--- Input records ---

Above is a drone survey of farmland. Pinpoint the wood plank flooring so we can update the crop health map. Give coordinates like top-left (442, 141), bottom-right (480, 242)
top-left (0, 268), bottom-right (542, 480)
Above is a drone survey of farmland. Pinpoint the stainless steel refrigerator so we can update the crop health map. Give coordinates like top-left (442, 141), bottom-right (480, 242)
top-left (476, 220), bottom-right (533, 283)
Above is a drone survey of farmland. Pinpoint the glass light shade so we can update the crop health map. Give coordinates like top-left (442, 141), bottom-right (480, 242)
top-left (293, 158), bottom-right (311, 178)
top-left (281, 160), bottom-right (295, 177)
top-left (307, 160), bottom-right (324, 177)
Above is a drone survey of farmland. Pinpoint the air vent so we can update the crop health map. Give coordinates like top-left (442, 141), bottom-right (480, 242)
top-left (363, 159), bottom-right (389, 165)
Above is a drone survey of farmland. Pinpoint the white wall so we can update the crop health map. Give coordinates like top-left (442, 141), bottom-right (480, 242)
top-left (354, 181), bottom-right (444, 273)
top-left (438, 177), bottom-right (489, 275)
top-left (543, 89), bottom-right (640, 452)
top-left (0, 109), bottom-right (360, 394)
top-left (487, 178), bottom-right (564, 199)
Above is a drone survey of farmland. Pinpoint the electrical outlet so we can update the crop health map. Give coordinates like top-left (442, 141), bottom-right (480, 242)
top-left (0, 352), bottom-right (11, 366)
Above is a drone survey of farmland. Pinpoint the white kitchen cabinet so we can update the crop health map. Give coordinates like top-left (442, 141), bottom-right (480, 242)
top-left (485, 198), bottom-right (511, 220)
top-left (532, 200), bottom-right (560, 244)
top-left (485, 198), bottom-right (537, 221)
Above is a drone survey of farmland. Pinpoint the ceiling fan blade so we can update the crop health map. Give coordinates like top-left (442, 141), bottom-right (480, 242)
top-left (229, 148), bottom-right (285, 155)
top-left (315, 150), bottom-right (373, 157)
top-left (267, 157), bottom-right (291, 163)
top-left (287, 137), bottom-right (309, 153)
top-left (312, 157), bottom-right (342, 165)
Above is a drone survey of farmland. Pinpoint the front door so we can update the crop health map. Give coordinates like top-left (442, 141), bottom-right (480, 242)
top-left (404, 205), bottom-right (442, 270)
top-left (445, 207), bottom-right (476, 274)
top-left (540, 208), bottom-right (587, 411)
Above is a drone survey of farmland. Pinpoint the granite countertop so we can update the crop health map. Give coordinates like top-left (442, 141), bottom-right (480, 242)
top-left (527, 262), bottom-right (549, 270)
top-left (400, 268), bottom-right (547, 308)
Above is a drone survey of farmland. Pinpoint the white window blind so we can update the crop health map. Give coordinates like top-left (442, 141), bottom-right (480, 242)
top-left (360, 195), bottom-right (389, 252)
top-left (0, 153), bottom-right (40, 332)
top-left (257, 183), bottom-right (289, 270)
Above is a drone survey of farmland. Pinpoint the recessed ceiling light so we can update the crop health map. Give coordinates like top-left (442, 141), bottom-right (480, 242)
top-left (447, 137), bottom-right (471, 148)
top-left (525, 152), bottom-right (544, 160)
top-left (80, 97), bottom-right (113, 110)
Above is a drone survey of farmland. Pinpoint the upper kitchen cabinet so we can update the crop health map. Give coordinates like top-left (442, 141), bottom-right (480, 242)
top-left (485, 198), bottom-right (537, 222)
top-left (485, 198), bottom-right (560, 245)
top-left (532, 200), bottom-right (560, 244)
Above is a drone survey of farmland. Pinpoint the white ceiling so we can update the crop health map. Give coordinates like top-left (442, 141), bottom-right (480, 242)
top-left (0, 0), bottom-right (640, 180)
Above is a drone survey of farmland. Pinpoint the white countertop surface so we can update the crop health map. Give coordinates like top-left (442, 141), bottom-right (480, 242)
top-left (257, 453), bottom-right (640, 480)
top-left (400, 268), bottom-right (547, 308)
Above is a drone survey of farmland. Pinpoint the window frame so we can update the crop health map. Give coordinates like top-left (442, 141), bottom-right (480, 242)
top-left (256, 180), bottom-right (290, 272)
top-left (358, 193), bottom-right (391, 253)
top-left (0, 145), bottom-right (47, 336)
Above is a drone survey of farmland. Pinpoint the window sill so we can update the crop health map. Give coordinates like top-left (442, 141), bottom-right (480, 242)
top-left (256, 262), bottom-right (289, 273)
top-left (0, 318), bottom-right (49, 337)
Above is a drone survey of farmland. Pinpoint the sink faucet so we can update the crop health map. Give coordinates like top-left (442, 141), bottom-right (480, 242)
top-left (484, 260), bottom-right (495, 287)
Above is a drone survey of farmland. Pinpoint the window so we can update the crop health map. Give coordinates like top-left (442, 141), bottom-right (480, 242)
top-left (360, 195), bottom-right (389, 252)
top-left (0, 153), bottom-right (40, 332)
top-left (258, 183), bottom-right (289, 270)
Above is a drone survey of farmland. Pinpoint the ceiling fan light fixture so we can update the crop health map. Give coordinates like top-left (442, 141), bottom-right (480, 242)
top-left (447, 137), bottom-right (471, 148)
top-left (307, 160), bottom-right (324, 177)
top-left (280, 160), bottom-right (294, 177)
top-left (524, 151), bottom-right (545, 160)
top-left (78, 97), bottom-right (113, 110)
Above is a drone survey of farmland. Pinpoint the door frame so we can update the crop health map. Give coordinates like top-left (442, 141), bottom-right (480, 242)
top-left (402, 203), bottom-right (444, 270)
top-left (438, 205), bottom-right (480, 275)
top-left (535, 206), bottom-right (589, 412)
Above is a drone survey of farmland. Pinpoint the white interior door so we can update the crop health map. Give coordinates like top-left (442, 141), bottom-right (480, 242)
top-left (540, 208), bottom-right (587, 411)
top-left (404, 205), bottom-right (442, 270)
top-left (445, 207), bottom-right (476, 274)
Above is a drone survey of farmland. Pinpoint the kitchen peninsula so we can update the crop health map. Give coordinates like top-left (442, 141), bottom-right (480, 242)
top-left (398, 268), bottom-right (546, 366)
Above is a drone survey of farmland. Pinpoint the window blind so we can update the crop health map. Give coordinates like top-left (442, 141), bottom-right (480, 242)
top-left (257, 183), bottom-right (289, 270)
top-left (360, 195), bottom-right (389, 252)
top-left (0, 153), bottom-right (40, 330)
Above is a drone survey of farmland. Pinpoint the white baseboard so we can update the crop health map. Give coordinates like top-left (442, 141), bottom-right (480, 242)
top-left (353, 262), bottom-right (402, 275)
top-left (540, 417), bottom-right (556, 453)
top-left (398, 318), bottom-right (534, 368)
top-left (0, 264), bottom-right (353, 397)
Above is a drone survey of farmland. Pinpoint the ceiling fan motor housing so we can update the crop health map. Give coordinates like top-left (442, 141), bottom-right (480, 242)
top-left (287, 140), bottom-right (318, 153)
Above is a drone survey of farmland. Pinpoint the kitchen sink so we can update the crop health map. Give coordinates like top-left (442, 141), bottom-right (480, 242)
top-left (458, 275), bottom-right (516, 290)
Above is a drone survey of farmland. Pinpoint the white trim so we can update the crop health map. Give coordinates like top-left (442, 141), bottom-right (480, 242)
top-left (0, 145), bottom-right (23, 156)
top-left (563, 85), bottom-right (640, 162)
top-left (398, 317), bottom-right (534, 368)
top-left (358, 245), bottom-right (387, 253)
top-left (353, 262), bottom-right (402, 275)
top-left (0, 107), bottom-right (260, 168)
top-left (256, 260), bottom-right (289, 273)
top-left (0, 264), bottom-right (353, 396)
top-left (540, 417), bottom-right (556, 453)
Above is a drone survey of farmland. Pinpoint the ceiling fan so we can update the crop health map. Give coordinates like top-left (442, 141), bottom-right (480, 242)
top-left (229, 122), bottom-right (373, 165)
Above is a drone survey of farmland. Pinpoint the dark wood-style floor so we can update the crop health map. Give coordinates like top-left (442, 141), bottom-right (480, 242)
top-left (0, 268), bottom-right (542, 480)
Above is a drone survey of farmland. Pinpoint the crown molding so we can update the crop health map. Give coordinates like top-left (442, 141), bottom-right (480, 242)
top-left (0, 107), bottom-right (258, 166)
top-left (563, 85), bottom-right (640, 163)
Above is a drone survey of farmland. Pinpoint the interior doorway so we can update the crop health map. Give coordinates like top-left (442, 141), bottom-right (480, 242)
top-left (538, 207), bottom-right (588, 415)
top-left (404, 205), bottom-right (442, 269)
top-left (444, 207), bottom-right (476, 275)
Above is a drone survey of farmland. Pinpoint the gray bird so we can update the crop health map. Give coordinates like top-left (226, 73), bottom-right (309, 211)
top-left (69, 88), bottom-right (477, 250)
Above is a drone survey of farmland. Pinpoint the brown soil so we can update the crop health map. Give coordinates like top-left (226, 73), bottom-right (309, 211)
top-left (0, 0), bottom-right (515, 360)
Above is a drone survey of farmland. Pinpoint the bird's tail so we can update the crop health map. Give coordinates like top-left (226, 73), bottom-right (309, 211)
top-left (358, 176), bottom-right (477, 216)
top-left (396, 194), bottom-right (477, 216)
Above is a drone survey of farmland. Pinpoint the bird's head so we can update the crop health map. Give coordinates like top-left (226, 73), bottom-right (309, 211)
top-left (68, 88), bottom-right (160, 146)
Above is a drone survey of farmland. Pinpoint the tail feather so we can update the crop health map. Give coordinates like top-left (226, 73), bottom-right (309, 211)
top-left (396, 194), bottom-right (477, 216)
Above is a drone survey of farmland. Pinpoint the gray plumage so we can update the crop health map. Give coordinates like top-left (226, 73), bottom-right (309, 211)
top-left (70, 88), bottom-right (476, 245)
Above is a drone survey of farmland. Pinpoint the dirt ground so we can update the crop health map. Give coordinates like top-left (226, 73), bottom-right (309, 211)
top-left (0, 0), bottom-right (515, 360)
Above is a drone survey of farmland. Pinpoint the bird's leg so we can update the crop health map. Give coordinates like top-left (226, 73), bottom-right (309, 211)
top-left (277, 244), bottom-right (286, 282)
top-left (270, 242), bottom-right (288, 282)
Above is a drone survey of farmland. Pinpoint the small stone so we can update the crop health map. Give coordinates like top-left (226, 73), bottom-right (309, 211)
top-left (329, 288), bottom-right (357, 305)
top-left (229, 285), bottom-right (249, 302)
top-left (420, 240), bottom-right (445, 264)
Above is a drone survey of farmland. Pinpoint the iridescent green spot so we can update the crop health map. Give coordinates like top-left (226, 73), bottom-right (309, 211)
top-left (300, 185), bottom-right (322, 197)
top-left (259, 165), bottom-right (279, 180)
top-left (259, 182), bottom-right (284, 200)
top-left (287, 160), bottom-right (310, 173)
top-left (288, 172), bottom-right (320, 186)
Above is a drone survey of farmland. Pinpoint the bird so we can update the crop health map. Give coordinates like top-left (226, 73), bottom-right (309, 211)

---
--- Input records ---

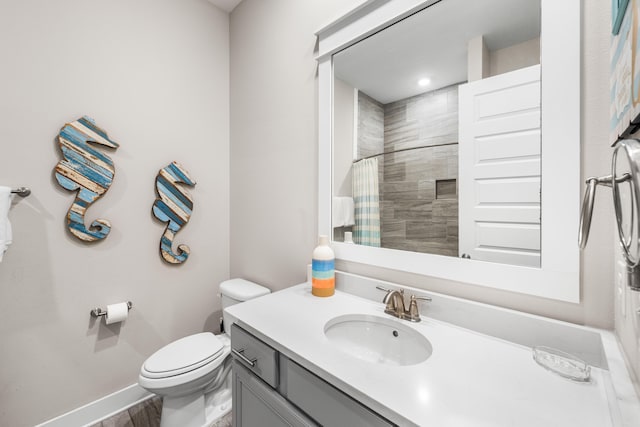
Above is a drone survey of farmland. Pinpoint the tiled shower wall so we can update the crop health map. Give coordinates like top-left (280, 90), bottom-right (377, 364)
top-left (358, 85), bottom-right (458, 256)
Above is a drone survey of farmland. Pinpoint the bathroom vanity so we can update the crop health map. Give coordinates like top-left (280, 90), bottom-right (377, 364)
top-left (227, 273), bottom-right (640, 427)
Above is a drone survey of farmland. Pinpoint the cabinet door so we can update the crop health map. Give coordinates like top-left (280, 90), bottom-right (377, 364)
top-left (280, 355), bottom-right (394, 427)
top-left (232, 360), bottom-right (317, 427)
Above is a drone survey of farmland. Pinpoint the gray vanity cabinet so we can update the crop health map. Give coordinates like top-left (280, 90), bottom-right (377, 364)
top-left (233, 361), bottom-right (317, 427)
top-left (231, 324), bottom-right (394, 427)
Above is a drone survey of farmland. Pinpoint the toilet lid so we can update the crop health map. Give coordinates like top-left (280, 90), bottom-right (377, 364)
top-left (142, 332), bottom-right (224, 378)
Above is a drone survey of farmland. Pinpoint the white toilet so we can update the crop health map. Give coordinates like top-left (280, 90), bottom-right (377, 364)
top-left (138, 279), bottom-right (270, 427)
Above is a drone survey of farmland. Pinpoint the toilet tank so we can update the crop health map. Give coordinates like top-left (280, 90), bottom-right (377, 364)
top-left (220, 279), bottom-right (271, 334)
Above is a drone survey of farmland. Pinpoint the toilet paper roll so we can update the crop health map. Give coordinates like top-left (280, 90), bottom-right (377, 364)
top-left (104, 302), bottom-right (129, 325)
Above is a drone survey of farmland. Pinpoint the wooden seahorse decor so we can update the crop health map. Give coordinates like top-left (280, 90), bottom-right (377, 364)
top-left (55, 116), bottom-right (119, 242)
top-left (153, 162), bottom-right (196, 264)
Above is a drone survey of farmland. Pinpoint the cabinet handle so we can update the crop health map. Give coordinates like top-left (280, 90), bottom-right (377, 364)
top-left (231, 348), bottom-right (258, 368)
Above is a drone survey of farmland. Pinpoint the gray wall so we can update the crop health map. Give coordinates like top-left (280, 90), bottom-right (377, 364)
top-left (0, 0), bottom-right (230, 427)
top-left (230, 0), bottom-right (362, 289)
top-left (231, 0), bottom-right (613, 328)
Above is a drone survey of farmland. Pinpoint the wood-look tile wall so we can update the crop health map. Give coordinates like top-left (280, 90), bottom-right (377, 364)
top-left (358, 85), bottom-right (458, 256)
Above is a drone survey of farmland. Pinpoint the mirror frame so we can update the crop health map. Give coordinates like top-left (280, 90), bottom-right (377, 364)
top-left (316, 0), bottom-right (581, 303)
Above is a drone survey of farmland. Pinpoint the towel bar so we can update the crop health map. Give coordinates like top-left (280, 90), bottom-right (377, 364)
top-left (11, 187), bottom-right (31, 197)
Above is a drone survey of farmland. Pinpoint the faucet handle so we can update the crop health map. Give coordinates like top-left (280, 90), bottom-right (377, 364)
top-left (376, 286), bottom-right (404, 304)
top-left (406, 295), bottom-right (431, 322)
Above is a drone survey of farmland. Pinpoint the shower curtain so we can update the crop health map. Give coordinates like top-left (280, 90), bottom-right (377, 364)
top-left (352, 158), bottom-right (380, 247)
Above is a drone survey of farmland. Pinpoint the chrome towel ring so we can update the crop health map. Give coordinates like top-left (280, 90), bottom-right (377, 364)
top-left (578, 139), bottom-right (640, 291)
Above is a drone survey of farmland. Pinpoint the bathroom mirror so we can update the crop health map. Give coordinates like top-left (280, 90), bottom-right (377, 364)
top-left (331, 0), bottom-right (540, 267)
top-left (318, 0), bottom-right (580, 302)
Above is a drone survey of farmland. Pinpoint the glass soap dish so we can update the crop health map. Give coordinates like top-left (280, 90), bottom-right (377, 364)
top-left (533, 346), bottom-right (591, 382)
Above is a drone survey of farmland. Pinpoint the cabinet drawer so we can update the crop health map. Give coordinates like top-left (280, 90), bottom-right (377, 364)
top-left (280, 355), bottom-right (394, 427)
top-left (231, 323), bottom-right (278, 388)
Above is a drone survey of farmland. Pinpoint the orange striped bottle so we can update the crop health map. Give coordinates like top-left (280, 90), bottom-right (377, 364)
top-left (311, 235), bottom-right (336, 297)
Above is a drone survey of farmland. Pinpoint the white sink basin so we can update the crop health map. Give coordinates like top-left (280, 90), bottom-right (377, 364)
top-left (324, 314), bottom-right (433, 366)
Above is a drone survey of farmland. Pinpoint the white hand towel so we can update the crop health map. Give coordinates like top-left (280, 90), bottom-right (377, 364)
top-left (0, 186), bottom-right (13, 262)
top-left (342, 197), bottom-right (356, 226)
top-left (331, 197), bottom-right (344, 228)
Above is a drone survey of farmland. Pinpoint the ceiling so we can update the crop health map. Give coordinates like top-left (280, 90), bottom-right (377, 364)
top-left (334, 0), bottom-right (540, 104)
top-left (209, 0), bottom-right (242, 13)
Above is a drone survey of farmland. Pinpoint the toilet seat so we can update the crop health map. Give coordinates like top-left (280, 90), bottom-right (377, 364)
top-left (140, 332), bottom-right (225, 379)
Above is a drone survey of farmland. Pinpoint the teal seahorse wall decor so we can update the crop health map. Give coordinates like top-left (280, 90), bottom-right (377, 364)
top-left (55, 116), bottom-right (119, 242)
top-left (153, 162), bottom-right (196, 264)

---
--- Input records ---

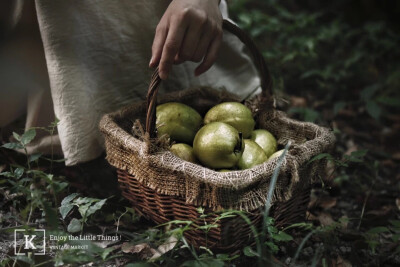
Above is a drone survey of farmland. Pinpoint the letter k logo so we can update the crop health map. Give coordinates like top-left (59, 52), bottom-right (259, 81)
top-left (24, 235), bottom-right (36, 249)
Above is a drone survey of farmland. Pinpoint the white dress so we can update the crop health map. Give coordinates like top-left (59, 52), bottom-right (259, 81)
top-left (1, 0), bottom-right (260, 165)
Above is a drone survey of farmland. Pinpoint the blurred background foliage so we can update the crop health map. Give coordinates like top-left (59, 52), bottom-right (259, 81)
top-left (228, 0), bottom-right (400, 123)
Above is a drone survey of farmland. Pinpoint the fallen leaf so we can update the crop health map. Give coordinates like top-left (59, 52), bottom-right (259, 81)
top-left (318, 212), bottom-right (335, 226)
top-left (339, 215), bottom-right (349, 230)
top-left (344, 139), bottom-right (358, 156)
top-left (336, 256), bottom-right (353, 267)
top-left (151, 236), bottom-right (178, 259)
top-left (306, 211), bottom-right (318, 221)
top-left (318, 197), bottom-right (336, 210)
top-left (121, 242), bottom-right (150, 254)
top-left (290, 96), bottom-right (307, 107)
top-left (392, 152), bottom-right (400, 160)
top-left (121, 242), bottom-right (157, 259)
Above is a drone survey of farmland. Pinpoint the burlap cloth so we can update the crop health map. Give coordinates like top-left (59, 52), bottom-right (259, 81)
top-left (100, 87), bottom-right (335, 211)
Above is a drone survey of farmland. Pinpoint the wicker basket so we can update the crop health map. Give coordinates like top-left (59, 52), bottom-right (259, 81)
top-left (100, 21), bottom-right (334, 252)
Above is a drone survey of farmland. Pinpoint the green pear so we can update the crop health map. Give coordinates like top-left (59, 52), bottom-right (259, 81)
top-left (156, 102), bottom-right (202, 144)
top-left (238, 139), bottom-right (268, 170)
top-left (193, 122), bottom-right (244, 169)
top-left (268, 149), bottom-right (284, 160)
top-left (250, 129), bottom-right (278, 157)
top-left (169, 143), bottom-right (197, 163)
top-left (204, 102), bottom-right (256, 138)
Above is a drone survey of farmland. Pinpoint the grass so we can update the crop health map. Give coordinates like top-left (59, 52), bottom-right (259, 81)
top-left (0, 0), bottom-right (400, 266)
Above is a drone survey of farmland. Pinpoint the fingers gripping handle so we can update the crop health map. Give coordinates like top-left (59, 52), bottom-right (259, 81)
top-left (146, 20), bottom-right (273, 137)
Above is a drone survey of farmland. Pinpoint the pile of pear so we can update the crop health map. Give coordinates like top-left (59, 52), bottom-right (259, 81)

---

→ Written task:
List every row that contains the word "faucet", copying each one in full.

→ Final result:
Above is a drone survey of farmland. Pinpoint the sink faucet so we can update the crop health map. Give coordinates like top-left (442, 141), bottom-right (480, 242)
Above is a drone survey of farmland. Pinpoint the faucet handle so we can update the crop health map. Give coordinates like top-left (280, 90), bottom-right (377, 364)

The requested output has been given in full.